Segmentation labeling entries
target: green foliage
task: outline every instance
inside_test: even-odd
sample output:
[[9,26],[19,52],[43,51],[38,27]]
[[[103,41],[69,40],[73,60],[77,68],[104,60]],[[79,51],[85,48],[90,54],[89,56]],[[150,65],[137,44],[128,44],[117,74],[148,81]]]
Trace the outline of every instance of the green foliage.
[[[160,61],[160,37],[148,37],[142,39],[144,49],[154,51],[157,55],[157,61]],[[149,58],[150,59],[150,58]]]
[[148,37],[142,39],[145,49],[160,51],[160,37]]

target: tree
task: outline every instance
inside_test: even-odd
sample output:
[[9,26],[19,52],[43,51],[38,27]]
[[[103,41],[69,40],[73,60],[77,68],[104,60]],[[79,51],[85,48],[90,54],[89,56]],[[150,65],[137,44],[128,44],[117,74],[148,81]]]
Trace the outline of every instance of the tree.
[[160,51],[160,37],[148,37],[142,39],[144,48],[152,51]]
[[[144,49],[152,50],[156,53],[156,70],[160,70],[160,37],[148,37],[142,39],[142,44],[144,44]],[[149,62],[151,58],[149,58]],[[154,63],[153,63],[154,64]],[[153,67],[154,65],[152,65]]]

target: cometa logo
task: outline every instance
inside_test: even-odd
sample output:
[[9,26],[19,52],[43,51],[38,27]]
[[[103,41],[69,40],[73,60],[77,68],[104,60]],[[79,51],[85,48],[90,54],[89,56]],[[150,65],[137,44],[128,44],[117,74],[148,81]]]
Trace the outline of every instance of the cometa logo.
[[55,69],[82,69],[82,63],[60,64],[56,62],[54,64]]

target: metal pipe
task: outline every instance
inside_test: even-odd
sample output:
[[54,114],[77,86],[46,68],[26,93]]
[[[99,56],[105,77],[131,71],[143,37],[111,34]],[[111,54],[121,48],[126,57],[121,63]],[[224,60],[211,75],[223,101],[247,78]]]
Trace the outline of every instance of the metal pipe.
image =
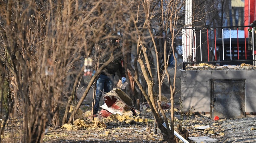
[[224,40],[223,36],[223,29],[222,28],[222,56],[223,57],[223,60],[224,60]]
[[208,61],[210,61],[209,57],[209,36],[208,35],[208,30],[207,30],[207,47],[208,48]]
[[[245,31],[245,27],[244,31]],[[246,49],[246,34],[245,34],[245,60],[247,59],[247,51]]]
[[238,42],[238,28],[237,29],[237,59],[239,60],[239,45]]
[[232,53],[231,53],[231,30],[229,28],[229,42],[230,44],[230,60],[232,60]]
[[200,55],[201,56],[201,61],[202,61],[202,41],[201,38],[201,30],[199,30],[199,33],[200,35]]
[[217,50],[216,47],[216,29],[214,29],[214,41],[215,43],[215,61],[217,60]]

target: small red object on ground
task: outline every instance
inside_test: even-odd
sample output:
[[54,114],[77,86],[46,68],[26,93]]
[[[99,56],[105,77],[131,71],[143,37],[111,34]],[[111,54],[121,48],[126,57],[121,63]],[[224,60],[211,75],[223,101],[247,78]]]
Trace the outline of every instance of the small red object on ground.
[[215,116],[214,117],[214,118],[213,118],[213,120],[218,120],[219,119],[219,117],[218,116]]

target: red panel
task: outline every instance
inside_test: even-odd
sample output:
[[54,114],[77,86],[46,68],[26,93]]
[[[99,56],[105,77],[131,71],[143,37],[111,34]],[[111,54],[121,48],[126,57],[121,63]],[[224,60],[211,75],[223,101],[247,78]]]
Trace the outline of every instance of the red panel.
[[[244,25],[249,25],[256,20],[255,14],[256,1],[256,0],[245,0]],[[245,33],[245,38],[248,38],[248,31],[246,30]]]

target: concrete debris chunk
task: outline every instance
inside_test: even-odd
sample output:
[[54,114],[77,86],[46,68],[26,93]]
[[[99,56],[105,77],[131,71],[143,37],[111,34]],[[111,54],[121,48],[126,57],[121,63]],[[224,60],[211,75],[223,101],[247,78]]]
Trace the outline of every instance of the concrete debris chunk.
[[123,115],[124,113],[129,113],[132,116],[135,115],[134,109],[132,107],[133,102],[132,98],[118,88],[115,88],[104,95],[105,104],[101,106],[102,108],[99,114],[107,117],[110,115],[118,114]]

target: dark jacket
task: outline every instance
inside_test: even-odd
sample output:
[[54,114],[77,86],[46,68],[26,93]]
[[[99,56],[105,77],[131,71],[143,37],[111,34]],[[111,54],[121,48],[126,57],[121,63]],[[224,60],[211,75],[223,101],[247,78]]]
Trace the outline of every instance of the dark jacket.
[[[123,56],[121,52],[121,46],[119,45],[113,45],[111,43],[102,42],[99,43],[98,46],[100,51],[98,53],[101,54],[98,55],[100,56],[99,58],[100,66],[109,59],[111,52],[113,52],[114,56],[114,60],[104,68],[101,71],[101,73],[106,75],[115,74],[119,70],[121,76],[125,77],[125,69],[123,67],[123,64],[122,64]],[[116,58],[121,54],[122,56],[119,58]],[[124,62],[123,62],[123,63]]]

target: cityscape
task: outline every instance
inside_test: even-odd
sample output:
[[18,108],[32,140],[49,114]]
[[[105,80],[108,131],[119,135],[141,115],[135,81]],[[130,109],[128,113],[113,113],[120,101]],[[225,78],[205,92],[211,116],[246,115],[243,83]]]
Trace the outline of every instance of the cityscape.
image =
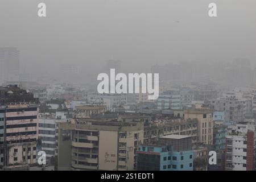
[[[249,6],[248,2],[251,2],[245,1],[244,7]],[[147,23],[143,24],[142,20],[147,10],[154,8],[156,17],[162,17],[157,2],[154,8],[143,4],[147,5],[141,14],[137,11],[141,8],[139,3],[136,9],[133,3],[118,1],[109,3],[114,7],[106,3],[104,8],[114,13],[104,10],[109,14],[106,13],[102,21],[101,16],[106,12],[102,10],[101,14],[92,5],[92,11],[98,11],[98,16],[85,19],[92,21],[86,24],[91,26],[89,30],[81,27],[80,32],[74,28],[74,37],[69,36],[68,34],[73,34],[69,30],[65,32],[67,35],[58,32],[59,28],[65,28],[62,20],[53,30],[46,28],[46,35],[43,30],[36,33],[29,27],[27,34],[25,29],[19,35],[9,33],[8,30],[14,26],[13,18],[10,24],[7,19],[3,19],[6,29],[0,29],[0,38],[3,35],[0,43],[0,171],[255,171],[256,11],[249,9],[248,14],[241,18],[247,15],[250,20],[242,23],[241,30],[233,30],[234,34],[229,34],[233,27],[226,26],[223,28],[225,33],[218,30],[197,37],[203,39],[214,34],[212,39],[200,43],[193,39],[199,35],[189,33],[193,26],[185,22],[190,19],[187,14],[171,20],[174,23],[170,27],[176,35],[169,36],[166,31],[162,32],[164,36],[160,32],[156,36],[152,32],[159,31],[163,22],[150,15]],[[5,7],[10,5],[3,1]],[[131,9],[121,13],[126,6]],[[72,12],[81,11],[80,7],[77,10],[78,13]],[[164,10],[166,16],[167,10]],[[125,13],[133,11],[143,15],[136,18],[131,15],[130,19]],[[120,27],[117,22],[121,18],[115,14],[118,12],[127,18]],[[84,20],[81,18],[81,22],[72,23],[72,16],[68,20],[71,27]],[[47,18],[53,19],[51,23],[62,18],[53,16],[48,14],[46,17],[33,16],[31,21],[38,18],[42,21],[39,23],[46,25]],[[115,18],[113,22],[111,18]],[[152,29],[149,28],[150,18],[155,23],[156,27],[150,27]],[[209,24],[221,24],[216,20],[221,18],[207,18],[209,21],[216,18]],[[104,26],[99,25],[105,21]],[[138,22],[141,23],[138,30],[131,27],[131,32],[118,34]],[[62,28],[59,27],[60,24]],[[247,27],[244,28],[245,24]],[[93,34],[92,30],[98,26]],[[188,30],[183,32],[185,27]],[[246,27],[247,32],[241,31]],[[148,32],[143,31],[144,28]],[[104,32],[108,28],[109,31]],[[86,34],[89,32],[90,36]],[[100,32],[102,43],[94,38]],[[37,34],[42,34],[39,40],[44,46],[34,42]],[[117,34],[116,39],[114,34]],[[238,35],[237,41],[232,39],[240,34],[242,35]],[[222,37],[216,40],[218,34]],[[123,42],[118,37],[124,35],[135,35]],[[113,39],[113,47],[109,36]],[[51,40],[53,36],[57,38]],[[144,40],[139,39],[141,45],[135,43],[139,42],[137,36]],[[146,40],[149,37],[155,39],[156,44]],[[88,44],[81,44],[86,39]],[[173,41],[170,47],[166,47],[168,40]],[[220,43],[219,47],[214,46],[212,52],[216,55],[212,57],[209,53],[213,46],[209,46],[209,49],[207,46],[210,40]],[[52,42],[46,44],[47,41]],[[163,45],[158,44],[162,41]],[[191,46],[183,45],[187,41]],[[123,46],[121,42],[131,44]],[[142,46],[146,48],[137,49]],[[99,85],[102,80],[99,77],[109,85]]]

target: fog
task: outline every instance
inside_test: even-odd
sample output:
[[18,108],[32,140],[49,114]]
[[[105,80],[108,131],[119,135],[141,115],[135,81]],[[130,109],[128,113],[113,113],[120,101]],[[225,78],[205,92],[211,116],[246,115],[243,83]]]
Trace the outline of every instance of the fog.
[[[46,18],[38,16],[40,2]],[[216,18],[208,16],[211,2]],[[1,0],[0,47],[17,47],[20,72],[36,76],[57,76],[69,64],[81,78],[109,59],[131,73],[238,57],[255,66],[255,0]]]

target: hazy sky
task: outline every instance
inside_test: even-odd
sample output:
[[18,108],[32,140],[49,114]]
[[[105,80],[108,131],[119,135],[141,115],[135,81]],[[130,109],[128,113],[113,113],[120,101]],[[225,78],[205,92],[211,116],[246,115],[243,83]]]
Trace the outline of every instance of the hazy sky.
[[[46,18],[38,16],[40,2]],[[217,18],[208,16],[210,2]],[[255,62],[256,1],[1,0],[0,47],[18,47],[25,72],[67,63],[97,72],[110,59],[127,68],[236,57]]]

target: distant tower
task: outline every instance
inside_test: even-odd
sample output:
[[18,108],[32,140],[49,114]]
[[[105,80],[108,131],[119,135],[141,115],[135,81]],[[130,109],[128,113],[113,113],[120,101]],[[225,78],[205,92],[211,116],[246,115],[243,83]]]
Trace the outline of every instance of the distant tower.
[[19,51],[15,47],[0,48],[0,84],[19,81]]
[[121,71],[122,61],[119,60],[108,60],[106,61],[106,69],[109,72],[111,68],[115,69],[115,73]]

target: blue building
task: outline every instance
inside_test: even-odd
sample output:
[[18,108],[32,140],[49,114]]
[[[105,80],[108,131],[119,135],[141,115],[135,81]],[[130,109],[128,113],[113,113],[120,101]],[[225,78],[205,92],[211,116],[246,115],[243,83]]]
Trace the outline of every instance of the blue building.
[[213,145],[214,150],[224,150],[225,147],[226,139],[227,135],[228,126],[223,123],[214,122],[213,128]]
[[156,144],[139,146],[137,152],[138,170],[193,170],[193,151],[190,136],[162,136]]

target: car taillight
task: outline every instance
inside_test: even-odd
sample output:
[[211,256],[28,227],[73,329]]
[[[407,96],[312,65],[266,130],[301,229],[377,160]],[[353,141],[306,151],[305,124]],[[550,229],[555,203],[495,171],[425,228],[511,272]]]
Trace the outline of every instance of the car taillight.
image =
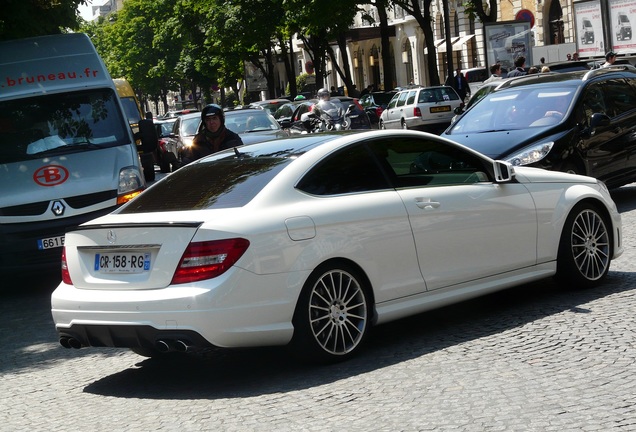
[[66,264],[66,247],[62,249],[62,282],[73,285],[71,274],[68,272],[68,264]]
[[172,284],[212,279],[225,273],[249,247],[243,238],[190,243],[172,277]]

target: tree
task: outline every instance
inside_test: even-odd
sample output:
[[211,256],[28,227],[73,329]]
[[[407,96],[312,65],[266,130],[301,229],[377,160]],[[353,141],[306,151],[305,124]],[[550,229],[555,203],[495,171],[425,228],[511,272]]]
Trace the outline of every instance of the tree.
[[[413,16],[420,28],[424,32],[424,40],[428,47],[426,67],[428,69],[428,79],[430,85],[439,85],[439,74],[437,72],[437,51],[435,50],[435,42],[433,38],[433,29],[431,28],[431,2],[432,0],[424,0],[423,8],[420,9],[419,0],[391,0],[394,5],[400,6],[407,13]],[[494,1],[494,0],[491,0]]]
[[0,17],[0,40],[20,39],[77,30],[80,4],[86,0],[4,0]]

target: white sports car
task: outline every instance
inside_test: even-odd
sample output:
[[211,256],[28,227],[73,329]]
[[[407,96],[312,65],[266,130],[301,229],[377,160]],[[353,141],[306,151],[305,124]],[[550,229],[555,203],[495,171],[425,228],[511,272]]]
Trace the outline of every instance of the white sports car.
[[551,276],[595,285],[622,247],[596,179],[423,132],[309,134],[201,159],[67,233],[52,313],[65,347],[330,362],[372,325]]

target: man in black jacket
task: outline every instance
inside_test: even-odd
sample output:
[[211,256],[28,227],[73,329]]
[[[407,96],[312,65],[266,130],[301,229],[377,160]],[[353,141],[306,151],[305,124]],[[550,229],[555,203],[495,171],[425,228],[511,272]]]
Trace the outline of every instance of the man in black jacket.
[[184,149],[183,164],[221,150],[243,145],[241,137],[225,127],[223,108],[216,104],[207,105],[201,111],[202,127],[192,140],[192,146]]
[[141,144],[137,146],[139,156],[141,158],[141,167],[144,170],[144,178],[146,181],[155,180],[155,157],[154,152],[157,149],[159,137],[157,129],[152,121],[152,113],[148,111],[146,118],[139,120],[139,132],[135,134],[135,140],[141,140]]

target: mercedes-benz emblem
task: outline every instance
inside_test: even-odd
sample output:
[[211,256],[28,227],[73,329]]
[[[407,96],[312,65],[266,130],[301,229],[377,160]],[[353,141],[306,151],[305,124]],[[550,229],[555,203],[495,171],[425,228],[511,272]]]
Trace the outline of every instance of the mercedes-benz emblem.
[[66,210],[66,207],[64,207],[64,204],[62,204],[61,201],[53,201],[51,211],[55,216],[62,216],[64,214],[64,210]]

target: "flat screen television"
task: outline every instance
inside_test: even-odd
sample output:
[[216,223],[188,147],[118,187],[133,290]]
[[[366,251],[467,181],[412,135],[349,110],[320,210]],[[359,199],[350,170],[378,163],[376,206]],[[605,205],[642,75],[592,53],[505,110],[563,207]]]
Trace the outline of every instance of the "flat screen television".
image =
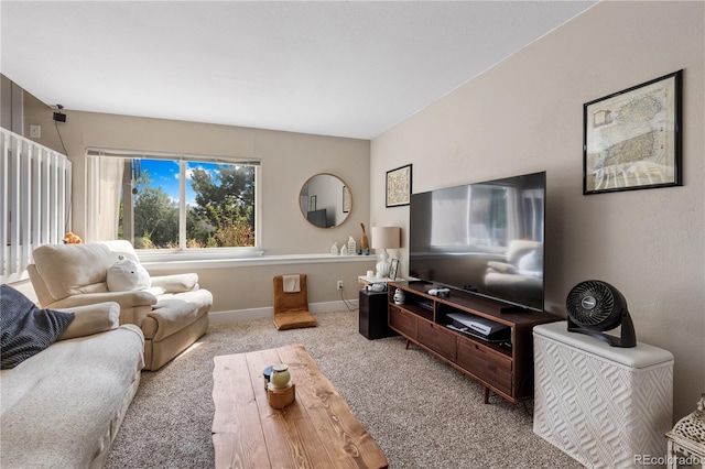
[[412,194],[409,274],[543,312],[545,172]]

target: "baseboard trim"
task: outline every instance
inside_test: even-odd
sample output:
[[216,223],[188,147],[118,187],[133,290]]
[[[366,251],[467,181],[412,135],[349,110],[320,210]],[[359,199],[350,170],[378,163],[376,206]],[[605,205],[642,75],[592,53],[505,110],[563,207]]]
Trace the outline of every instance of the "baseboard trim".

### EXERCISE DIRECTIONS
Pull out every line in the entries above that contains the string "cityscape" and list each one.

### FULL ANSWER
target: cityscape
Trace the outline of every instance of the cityscape.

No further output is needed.